* [Records shown]
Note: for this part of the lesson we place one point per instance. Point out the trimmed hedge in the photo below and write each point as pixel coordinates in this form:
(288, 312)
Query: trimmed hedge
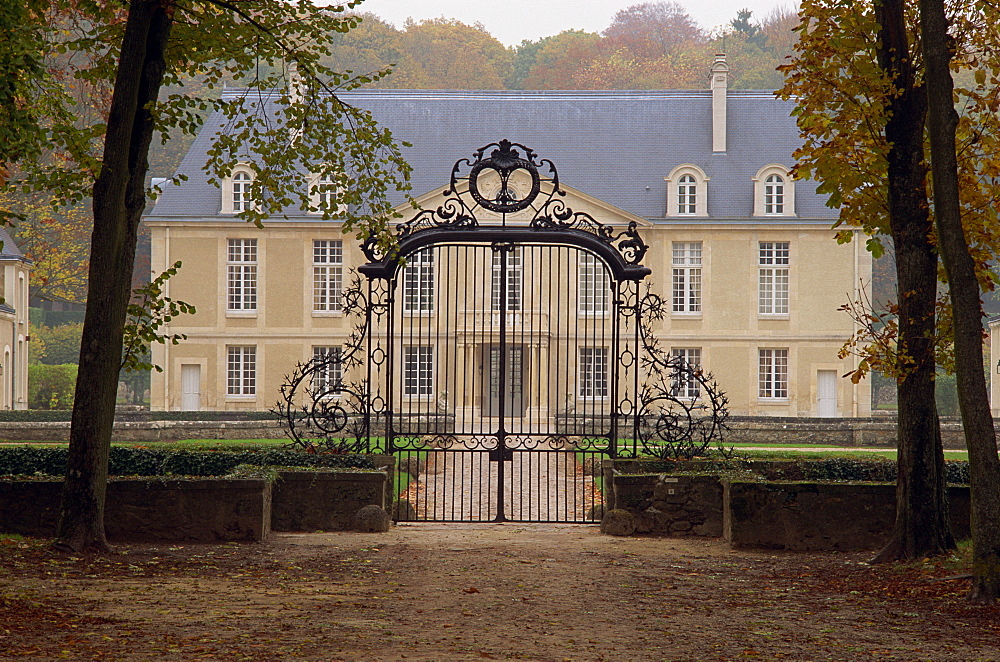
(46, 416)
(134, 461)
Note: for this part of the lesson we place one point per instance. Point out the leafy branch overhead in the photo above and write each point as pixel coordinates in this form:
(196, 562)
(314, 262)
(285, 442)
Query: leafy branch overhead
(148, 311)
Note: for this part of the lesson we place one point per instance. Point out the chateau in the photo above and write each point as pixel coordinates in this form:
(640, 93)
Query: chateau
(743, 256)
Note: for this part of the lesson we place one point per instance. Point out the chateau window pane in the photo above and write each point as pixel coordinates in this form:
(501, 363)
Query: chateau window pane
(328, 275)
(686, 277)
(773, 373)
(241, 370)
(241, 275)
(773, 261)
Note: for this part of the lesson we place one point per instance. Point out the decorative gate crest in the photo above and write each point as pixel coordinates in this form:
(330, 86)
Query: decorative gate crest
(506, 337)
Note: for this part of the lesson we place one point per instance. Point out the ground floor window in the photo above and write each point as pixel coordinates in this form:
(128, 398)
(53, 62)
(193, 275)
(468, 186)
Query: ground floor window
(241, 373)
(328, 376)
(683, 383)
(418, 370)
(772, 373)
(593, 372)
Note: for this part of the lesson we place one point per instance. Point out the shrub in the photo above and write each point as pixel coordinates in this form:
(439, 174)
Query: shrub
(51, 386)
(138, 461)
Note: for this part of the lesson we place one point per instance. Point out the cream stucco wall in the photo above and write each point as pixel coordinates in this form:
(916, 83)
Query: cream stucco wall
(729, 331)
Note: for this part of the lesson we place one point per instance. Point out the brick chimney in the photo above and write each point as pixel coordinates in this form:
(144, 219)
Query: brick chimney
(719, 83)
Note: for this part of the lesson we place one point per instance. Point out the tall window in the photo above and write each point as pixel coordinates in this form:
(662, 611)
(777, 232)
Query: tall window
(418, 282)
(513, 278)
(687, 195)
(687, 277)
(241, 191)
(325, 190)
(329, 374)
(241, 370)
(772, 373)
(241, 275)
(418, 370)
(594, 289)
(593, 372)
(328, 275)
(773, 278)
(774, 194)
(683, 384)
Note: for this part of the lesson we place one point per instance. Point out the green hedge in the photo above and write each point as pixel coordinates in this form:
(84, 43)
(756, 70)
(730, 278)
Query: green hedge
(134, 461)
(47, 416)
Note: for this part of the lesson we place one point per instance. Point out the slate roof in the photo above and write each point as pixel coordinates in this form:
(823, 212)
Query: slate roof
(614, 145)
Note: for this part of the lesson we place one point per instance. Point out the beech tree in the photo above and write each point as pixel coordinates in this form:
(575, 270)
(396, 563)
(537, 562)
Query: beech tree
(290, 118)
(939, 47)
(861, 110)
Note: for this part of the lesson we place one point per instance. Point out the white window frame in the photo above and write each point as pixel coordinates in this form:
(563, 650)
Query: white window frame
(773, 273)
(593, 381)
(328, 276)
(593, 293)
(686, 277)
(326, 382)
(682, 182)
(418, 371)
(682, 387)
(772, 374)
(241, 371)
(418, 282)
(241, 276)
(515, 281)
(765, 182)
(236, 189)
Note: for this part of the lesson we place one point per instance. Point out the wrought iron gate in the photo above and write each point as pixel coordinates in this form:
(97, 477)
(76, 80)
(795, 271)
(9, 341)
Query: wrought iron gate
(503, 352)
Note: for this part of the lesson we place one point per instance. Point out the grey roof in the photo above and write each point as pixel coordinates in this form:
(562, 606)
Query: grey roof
(616, 145)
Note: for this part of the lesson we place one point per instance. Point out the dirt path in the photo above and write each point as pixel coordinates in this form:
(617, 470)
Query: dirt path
(438, 592)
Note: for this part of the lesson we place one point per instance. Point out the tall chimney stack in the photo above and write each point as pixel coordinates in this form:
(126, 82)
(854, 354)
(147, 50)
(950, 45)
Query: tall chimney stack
(719, 83)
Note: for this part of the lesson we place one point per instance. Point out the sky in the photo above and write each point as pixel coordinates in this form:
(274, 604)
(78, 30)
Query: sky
(512, 21)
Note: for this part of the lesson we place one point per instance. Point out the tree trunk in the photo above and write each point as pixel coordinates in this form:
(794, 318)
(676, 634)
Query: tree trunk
(118, 202)
(966, 305)
(922, 526)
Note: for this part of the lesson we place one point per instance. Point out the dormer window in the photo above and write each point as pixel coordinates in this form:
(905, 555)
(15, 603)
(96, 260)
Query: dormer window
(687, 191)
(774, 192)
(324, 192)
(241, 191)
(236, 188)
(687, 195)
(774, 195)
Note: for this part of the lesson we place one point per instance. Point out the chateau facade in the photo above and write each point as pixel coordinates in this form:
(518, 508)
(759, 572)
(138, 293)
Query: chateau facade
(743, 255)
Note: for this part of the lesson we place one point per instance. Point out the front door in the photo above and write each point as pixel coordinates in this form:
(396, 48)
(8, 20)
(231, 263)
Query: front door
(826, 393)
(190, 387)
(512, 388)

* [Description of the task] Give exactly the lines from the one with "the chateau facade" to the end of the entries, nothing before them.

* [Completed exercise]
Note: for this part of the lesson we place one point per instance. Point out the chateau facade in the photo above and write each point as pixel coordinates in this form:
(518, 508)
(759, 572)
(138, 293)
Query: chateau facade
(743, 255)
Note: for this part of the lesson we place one point per instance. Point out the front door in the photo above and write each point as pixel coordinates in this form:
(396, 48)
(8, 20)
(231, 263)
Query: front door
(826, 393)
(190, 387)
(512, 388)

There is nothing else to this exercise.